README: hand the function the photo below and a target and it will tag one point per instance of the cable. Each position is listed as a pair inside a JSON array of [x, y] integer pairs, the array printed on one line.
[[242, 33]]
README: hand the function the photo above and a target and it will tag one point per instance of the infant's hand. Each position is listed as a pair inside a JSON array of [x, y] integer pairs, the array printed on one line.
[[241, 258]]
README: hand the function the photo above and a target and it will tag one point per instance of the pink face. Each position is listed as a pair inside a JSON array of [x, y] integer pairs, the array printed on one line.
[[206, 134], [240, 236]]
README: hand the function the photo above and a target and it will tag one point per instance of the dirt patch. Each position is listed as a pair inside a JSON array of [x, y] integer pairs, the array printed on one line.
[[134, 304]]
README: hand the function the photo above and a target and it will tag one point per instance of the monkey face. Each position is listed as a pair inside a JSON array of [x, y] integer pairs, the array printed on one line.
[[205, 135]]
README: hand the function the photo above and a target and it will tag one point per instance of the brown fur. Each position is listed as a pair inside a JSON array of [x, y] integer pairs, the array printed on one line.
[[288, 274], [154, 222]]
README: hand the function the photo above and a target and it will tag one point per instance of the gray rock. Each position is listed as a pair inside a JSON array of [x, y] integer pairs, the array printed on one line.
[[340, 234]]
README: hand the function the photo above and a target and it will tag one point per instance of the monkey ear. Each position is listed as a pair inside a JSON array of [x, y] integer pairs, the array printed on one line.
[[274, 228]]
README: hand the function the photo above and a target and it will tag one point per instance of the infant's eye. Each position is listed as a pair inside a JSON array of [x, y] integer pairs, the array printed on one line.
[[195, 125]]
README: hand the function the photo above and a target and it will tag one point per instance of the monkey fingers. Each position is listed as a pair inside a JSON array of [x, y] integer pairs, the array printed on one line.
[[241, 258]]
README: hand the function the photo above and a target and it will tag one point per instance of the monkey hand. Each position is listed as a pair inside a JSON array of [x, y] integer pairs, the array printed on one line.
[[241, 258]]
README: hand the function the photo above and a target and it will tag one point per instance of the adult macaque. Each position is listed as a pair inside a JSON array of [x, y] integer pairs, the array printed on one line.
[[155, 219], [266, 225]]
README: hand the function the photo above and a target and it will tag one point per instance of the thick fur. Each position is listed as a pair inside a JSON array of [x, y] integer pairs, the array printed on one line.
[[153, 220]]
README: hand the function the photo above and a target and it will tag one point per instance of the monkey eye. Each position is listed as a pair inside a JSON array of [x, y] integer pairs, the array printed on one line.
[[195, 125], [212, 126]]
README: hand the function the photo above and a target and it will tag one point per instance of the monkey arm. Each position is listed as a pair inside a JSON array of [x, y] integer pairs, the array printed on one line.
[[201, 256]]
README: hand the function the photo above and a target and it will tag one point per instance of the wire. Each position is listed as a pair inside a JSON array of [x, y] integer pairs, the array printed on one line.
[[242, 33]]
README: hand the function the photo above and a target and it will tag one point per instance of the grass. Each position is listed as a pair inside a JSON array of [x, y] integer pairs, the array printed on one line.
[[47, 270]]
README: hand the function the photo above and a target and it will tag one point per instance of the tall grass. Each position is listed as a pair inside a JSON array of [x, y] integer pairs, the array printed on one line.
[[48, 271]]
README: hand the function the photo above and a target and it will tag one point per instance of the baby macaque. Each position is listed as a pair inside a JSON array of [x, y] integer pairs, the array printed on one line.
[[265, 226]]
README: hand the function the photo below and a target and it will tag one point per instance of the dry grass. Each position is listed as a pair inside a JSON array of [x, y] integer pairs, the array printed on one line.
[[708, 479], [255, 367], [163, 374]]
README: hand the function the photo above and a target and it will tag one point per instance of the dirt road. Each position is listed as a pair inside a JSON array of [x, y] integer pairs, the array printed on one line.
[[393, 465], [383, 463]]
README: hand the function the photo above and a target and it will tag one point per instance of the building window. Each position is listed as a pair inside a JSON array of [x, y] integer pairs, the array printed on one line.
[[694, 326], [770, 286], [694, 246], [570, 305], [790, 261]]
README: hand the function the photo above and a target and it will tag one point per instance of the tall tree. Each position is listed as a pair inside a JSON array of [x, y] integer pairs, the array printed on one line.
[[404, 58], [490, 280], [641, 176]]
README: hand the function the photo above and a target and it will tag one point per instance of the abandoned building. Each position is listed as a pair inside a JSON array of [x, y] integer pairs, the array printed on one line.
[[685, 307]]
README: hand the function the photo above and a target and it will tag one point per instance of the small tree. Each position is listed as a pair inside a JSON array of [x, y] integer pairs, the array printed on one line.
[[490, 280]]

□ □ □ □

▶ [WHAT IS BEING ASKED]
Present every entry above as a Markdown table with two columns, "Row" for the row number and "Entry" for the line itself, omitting any blank lines.

▶ [EXPECTED OUTPUT]
| Row | Entry |
|---|---|
| 1 | README: hand the function the photo below and a target and it will tag one point per instance of the cable. Each position is listed as a pair inside a JSON array of [x, y] integer pairs, the array printed on one line. |
| 2 | [[242, 33]] |
| 3 | README: hand the function the photo above and a target and it will tag one point per instance of the infant's hand. Each position is listed as a pair inside a JSON array of [x, y] integer pairs, the array printed on one line. |
| 4 | [[241, 258]] |
| 5 | README: hand the function the photo above and a target and it will tag one point per instance of the pink face. Each position is listed as a pair inside a JSON array of [x, y] integer pairs, the array printed on one line. |
| 6 | [[206, 134], [240, 236]] |
| 7 | README: hand the function the photo above and a target and it will tag one point per instance of the dirt patch. Each position is listed as a pair inside a JSON array of [x, y] integer pairs, the array printed on one line. |
| 8 | [[134, 304]] |
| 9 | README: hand the function the photo above and a target and it will tag one point per instance of the monkey face. Each position is listed as a pair inside a JSON array of [x, y] integer pairs, the array printed on one line. |
| 10 | [[205, 135]] |
| 11 | README: hand the function the photo above and a target and it will tag one point per instance of the brown fur. Each position is listed as a pair inside a JSON array of [x, y] integer pairs, the array printed on one line. |
| 12 | [[288, 274], [154, 222]] |
| 13 | README: hand the function the photo above and a target and it will tag one point per instance of the gray rock. Each position is listed as a pair inside a JSON array of [x, y] integer pairs, the array printed on one line. |
| 14 | [[340, 234]] |
| 15 | README: hand the function the photo above and a target and it will tag one point per instance of the monkey ear. Each position is listed as a pair inside a JSON array of [x, y] integer pairs, the array printed on one line. |
| 16 | [[274, 228]] |
| 17 | README: hand the function the photo above and a target and it will tag one point per instance of the infant's eye. Each position is listed as a pair inside a JSON array of [x, y] integer pairs, the array printed on one line. |
| 18 | [[195, 125]] |
| 19 | README: hand the function the photo above and a target and it will tag one point per instance of the monkey fingers. Each position is listed as a pair inside a JSON array of [x, y] integer pairs, the array printed on one line. |
| 20 | [[241, 258]] |
| 21 | README: hand the function the photo above and a target and it will tag one point per instance of the monkey hand. Each position is listed as a pair inside a JSON array of [x, y] integer pairs, the array printed on one line. |
| 22 | [[241, 258]] |
| 23 | README: hand the function the photo above and a target and it will tag one point per instance of the adult macaque. Each position is listed as a pair inside a JSON array of [x, y] integer pairs, the array printed on one line. |
| 24 | [[155, 219], [266, 225]] |
| 25 | README: hand the function the photo above and a target and it will tag one point per instance of the thick fur. Each position is listed as a pair inside a JSON array of [x, y] integer pairs, the array printed on one line. |
| 26 | [[153, 220]] |
| 27 | README: hand the function the photo above and a target and it will tag one point per instance of the monkey eye. Each position is listed as a pair inside a JSON array of [x, y] integer pairs, the array printed on one line. |
| 28 | [[195, 125], [212, 126]] |
| 29 | README: hand the function the photo above and a target and it will tag one point per instance of the monkey arm. Each position is listed as a pair inside a JSON array of [x, y] integer pairs, the array printed on one line. |
| 30 | [[201, 256]] |
| 31 | README: hand the function the photo above and a target and it will tag one point per instance of the wire. Each position is listed as a pair inside a JSON array of [x, y] integer pairs, the array printed on one line. |
| 32 | [[242, 33]] |
| 33 | README: hand the function the photo above and a target and it will tag one point per instance of the grass. Each position is listed as a pair inside a JSON array of [x, y] integer pairs, the array printed on one line. |
| 34 | [[47, 270]] |
| 35 | README: hand the function the photo above and a target and it will tag one point per instance of the tall grass. Each position is listed as a pair inside a JSON array of [x, y] integer pairs, the array printed on one line. |
| 36 | [[48, 271]] |
| 37 | README: hand the function the photo above and a target and it will tag one point per instance of the baby macaque. Each position is listed as a pair inside a JSON array of [x, y] integer pairs, the array printed on one line. |
| 38 | [[265, 226]] |
| 39 | README: hand the function the photo below and a target and it will tag one point per instance of the dry grass. Each position is listed as a pair inside a JSON array of [x, y] integer pairs, the array printed on one line. |
| 40 | [[708, 479], [255, 367], [163, 374]] |
| 41 | README: hand the function the photo above and a target and it will tag one point per instance of the dirt road. Each position is listed as a pair inside a JSON array of [x, y] integer pairs, the array printed on one line. |
| 42 | [[393, 465], [383, 463]] |
| 43 | README: hand the function the photo above and a target and it will tag one point per instance of the building window. Each position is listed as a pair inside a JSON array of [x, y] integer pairs, the array printed on one line. |
| 44 | [[694, 326], [770, 286], [694, 246], [570, 305], [790, 261]] |
| 45 | README: hand the function the photo above and a target and it will tag one point per instance of the tall tree. Each position is listed as a pair inside a JSON array of [x, y] integer pairs, the array printed on one line. |
| 46 | [[404, 58], [490, 280], [641, 176]] |
| 47 | README: hand the function the photo above and a target and it will tag one point per instance of the abandoned building. Each position is listed as a pair inside a JSON array of [x, y] integer pairs, the array printed on one line. |
| 48 | [[685, 307]] |
| 49 | README: hand the function the photo above and a target and it will tag one point per instance of the small tree. Each position is listed as a pair inside a JSON array of [x, y] integer pairs, the array printed on one line. |
| 50 | [[490, 280]] |